[BRIEF A] Please repeat the detailing thread starting with "and am so chuffed" and going on through "the end result.", and switch "scratches" to "swirls".

[EXTRACT TO READ]
• • • • • • •
# Many thx peter for 2days job



## welsh-andy (May 9, 2007)

thanks for being able to fit me and for doing one hell of a job,never seen the car so clean and shiny inside and out.

and thx for all the info,was much appreciated,opened my eyes up to the world of detailing for sure and some great tips when showing how paint correction is done,and for doing the whole car as well, was well worth the money.
very impressed with that duragloss u use for sure,i thought P21s that ive used for 2yrs was gd,but was well impressed.
dunno how you got the patience though spending from 9am to 4pm.

and am so chuffed you got the scratches out from the paintwork(shame bout bloody dents though,lol), will def take your advice on the sonax wash,although have 2 wait, as skint now:lol: but well worth the end result.

top guy pete, cant reccomend you enuff, your a guy who got patience of a saint and explains in plain english how things are done,and will be down again in near future,well i got money that is:lol: 

by far best detailer/valeter i been too,and resonable prices too 

will put some pics up later for the guys 2 see


----------



## PETER @ ECLIPSE (Apr 19, 2006)

thanks andy , pleasure meeting you today , and my thanks for coming down .
glad your happy with the results , although silverstone tomorrow may change it back lol , just take care , dont drive to mad lol


----------



## welsh-andy (May 9, 2007)

cheers peter,i always do,well mostly:lol: 
and once again cheers:thumb:

some pics for ppl to see how much of a great job it is

astra coupe turbo 
















shame bout the dent








not a scratch,trick of the light,boot is mint


----------



## Multipla Mick (Feb 5, 2006)

Nice one :thumb: :thumb:


----------



## Glossmax (May 9, 2007)

nice job Peter.


----------



## Finerdetails (Apr 30, 2006)

looks nice and clean


----------



## welsh-andy (May 9, 2007)

thx to peter it looked awesom on the track,my 1st time ever i have driven/raced on the full grand prix curcuit


----------
• • • • • • •
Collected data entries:
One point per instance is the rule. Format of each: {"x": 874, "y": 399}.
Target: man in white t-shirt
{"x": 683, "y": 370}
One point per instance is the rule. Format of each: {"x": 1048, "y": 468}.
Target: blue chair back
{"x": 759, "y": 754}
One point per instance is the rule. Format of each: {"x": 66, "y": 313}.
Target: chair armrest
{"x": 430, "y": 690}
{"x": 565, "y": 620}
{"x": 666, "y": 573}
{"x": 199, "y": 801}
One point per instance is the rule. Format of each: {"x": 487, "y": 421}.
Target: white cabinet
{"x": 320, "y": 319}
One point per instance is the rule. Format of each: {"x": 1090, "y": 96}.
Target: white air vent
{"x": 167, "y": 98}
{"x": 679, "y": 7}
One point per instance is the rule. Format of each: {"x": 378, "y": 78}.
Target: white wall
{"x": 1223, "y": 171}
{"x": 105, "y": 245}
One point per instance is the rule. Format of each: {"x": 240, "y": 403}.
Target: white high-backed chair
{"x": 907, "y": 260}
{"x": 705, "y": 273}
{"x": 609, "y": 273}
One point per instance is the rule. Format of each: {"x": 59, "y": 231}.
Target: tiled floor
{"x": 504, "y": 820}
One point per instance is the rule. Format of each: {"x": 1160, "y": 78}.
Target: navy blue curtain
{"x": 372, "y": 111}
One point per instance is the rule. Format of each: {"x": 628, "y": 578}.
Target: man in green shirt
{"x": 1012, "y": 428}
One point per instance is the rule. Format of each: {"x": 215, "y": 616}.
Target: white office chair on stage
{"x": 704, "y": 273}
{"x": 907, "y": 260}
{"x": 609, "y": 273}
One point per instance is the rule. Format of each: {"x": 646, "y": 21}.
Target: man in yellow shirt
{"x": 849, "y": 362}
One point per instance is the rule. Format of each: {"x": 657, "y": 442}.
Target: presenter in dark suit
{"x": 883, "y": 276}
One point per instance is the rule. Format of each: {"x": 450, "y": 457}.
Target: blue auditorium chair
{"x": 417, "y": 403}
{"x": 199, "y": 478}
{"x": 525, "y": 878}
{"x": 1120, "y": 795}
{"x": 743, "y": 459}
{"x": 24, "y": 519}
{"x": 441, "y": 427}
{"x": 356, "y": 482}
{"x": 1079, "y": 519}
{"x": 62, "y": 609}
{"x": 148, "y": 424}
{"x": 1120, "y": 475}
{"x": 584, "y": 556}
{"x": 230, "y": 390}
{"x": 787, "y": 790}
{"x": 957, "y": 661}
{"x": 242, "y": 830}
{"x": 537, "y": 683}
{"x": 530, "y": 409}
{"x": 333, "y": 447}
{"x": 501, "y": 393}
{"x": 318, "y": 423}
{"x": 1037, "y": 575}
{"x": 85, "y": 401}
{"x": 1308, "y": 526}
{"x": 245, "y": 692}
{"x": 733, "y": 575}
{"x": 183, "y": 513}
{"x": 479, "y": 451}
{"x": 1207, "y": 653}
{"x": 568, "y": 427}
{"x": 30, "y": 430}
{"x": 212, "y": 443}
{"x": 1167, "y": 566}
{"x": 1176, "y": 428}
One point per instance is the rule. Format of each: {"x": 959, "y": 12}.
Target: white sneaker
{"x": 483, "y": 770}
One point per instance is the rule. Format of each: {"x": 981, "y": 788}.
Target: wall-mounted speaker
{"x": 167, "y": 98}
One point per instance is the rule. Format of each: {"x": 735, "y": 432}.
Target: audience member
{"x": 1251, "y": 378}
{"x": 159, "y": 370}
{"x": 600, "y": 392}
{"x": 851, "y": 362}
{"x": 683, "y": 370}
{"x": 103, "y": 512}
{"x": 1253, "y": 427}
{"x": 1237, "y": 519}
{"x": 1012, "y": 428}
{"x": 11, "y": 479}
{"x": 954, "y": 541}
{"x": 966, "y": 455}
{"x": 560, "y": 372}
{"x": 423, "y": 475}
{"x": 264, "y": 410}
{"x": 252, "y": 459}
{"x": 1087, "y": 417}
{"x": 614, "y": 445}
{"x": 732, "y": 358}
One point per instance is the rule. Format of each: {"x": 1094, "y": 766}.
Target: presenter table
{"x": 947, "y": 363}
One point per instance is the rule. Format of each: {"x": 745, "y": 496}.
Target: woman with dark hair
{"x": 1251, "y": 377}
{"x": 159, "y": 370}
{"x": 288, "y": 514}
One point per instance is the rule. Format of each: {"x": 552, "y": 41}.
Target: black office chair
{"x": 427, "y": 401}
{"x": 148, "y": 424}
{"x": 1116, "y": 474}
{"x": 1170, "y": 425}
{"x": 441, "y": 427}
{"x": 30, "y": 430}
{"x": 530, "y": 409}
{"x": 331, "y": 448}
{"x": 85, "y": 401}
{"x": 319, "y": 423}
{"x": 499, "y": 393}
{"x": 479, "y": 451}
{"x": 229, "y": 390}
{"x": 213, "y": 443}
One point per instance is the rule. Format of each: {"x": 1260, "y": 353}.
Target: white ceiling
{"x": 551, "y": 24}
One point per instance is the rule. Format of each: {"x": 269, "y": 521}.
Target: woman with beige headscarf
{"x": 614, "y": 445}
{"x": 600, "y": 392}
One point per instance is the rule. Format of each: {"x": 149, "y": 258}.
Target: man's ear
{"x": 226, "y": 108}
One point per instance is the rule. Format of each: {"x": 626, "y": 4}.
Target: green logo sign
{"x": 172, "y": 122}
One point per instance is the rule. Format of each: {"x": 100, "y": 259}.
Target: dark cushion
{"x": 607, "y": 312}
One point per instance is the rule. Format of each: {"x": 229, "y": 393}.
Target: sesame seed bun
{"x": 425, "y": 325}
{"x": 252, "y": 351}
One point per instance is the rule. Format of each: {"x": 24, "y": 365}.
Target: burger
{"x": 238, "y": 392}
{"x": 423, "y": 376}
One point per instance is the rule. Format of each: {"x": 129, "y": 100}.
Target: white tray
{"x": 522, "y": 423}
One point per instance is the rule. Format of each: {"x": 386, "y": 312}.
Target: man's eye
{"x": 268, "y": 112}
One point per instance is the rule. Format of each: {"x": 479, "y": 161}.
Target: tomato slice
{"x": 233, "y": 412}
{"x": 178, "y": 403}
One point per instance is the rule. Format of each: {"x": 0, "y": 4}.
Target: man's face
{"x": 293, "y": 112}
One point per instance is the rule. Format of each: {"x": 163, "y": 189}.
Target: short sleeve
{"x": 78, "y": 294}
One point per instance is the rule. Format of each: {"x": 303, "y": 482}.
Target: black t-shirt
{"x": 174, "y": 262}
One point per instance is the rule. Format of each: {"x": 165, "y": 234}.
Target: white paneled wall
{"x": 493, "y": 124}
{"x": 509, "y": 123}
• • • • • • •
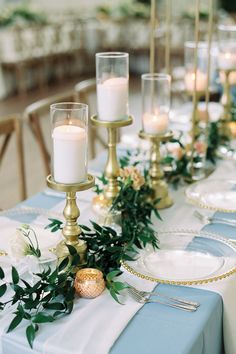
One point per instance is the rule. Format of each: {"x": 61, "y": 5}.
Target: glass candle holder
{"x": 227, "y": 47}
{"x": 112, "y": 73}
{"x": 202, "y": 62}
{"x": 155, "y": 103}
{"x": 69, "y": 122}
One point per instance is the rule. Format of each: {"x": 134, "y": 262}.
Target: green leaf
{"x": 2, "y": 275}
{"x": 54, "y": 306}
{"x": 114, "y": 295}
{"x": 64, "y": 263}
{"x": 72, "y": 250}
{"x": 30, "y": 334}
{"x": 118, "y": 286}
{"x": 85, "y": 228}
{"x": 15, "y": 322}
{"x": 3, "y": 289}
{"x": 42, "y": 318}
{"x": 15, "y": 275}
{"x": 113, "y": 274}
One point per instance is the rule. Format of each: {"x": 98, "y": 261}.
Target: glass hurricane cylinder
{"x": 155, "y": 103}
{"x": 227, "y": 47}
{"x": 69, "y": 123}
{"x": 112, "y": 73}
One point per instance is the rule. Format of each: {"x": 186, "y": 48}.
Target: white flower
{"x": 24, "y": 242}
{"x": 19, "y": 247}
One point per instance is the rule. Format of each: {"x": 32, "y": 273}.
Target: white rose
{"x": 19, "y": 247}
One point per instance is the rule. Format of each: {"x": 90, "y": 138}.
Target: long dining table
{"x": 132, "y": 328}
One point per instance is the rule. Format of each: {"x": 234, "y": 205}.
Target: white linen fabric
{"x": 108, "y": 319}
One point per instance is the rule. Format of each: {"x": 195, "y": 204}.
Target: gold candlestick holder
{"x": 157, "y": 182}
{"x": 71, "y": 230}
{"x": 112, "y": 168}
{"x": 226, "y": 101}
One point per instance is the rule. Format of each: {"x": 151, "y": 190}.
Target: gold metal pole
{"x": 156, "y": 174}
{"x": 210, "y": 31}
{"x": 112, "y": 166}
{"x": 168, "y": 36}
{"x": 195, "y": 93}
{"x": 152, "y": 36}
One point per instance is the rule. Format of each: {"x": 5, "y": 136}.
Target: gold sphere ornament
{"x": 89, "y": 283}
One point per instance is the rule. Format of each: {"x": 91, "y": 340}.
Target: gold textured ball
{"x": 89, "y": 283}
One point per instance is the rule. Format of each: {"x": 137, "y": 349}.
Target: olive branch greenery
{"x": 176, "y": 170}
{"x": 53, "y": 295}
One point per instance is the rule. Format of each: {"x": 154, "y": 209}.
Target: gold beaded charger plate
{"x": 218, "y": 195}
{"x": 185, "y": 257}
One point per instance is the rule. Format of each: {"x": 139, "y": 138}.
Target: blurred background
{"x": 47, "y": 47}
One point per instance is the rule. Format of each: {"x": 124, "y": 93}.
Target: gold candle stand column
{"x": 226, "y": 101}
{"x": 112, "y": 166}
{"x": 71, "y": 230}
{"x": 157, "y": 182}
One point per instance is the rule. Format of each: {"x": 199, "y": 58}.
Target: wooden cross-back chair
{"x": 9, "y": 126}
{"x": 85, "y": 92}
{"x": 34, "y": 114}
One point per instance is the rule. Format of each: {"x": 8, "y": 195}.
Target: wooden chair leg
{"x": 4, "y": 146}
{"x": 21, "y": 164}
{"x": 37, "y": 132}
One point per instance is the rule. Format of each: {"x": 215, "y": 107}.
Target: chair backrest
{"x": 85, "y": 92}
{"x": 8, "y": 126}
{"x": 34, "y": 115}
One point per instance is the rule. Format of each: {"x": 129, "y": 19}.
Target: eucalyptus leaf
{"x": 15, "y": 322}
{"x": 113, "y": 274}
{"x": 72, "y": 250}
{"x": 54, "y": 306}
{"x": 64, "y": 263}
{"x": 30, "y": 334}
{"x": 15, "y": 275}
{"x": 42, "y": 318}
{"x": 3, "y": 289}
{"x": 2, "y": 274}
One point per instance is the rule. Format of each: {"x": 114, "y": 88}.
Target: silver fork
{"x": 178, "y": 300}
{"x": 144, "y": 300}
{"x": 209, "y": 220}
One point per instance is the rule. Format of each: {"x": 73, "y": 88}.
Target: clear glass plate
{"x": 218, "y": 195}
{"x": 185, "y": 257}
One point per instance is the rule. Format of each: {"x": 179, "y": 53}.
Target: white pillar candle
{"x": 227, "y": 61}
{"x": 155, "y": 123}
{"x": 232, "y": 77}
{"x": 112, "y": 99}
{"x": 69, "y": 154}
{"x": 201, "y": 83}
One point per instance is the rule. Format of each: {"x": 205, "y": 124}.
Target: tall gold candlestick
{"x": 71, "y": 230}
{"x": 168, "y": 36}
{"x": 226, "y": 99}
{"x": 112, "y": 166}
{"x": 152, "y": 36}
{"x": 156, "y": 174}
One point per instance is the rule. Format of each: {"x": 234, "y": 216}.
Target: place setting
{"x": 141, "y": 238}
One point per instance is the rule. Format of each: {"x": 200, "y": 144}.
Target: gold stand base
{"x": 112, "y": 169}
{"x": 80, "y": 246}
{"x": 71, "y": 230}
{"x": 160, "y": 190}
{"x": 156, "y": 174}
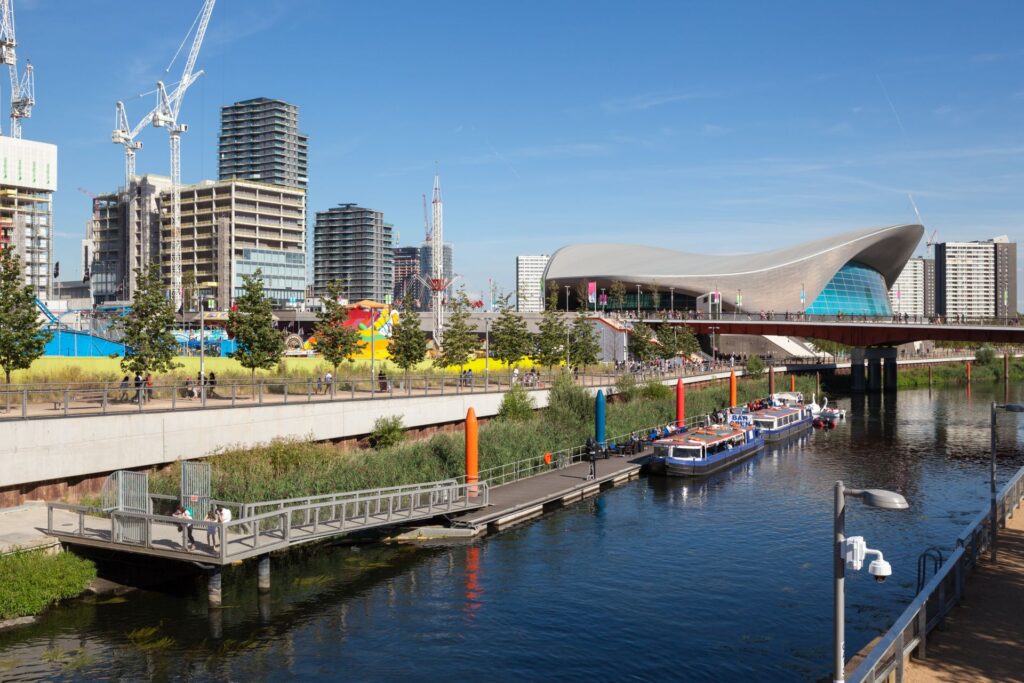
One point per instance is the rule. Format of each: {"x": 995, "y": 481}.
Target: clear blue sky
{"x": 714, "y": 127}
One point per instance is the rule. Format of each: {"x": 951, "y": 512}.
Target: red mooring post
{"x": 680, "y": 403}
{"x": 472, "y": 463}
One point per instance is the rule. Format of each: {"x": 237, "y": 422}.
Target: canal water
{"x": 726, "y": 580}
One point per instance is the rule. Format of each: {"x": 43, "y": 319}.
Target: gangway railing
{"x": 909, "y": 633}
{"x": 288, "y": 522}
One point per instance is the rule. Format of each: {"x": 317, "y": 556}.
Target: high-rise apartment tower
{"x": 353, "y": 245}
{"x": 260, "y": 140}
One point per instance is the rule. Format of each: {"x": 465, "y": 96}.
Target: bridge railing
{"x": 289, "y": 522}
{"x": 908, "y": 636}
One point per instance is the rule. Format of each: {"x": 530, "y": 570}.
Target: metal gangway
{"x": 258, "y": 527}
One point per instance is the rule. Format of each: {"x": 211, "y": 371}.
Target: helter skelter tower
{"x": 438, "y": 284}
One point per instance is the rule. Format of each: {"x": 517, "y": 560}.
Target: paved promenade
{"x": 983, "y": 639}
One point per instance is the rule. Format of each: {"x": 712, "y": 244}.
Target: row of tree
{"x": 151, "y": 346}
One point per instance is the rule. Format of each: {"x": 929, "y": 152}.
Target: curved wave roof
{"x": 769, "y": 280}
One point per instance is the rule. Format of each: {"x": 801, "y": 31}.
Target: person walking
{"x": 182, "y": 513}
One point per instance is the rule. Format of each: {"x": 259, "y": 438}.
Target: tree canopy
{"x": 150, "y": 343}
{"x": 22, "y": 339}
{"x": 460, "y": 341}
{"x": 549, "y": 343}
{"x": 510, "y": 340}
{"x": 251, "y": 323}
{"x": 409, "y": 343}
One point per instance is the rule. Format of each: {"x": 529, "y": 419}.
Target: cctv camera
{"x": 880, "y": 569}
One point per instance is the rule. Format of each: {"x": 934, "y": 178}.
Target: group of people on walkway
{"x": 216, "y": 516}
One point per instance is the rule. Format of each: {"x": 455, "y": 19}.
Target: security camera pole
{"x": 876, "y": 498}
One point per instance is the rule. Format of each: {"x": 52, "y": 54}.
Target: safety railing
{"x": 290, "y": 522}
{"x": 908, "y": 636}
• • • • • • •
[BRIEF B] Locate each line of the entries that contains the string "chair" and copy those lines. Case counts.

[FINAL RESULT A]
and am so chuffed you got the swirls out from the paintwork(shame bout bloody dents though,lol), will def take your advice on the sonax wash,although have 2 wait, as skint now:lol: but well worth the end result.

[FINAL RESULT B]
Target: blue chair back
Target: chair armrest
Target: white high-backed chair
Target: white office chair on stage
Target: blue auditorium chair
Target: black office chair
Target: wooden cross-back chair
Target: wooden chair leg
Target: chair backrest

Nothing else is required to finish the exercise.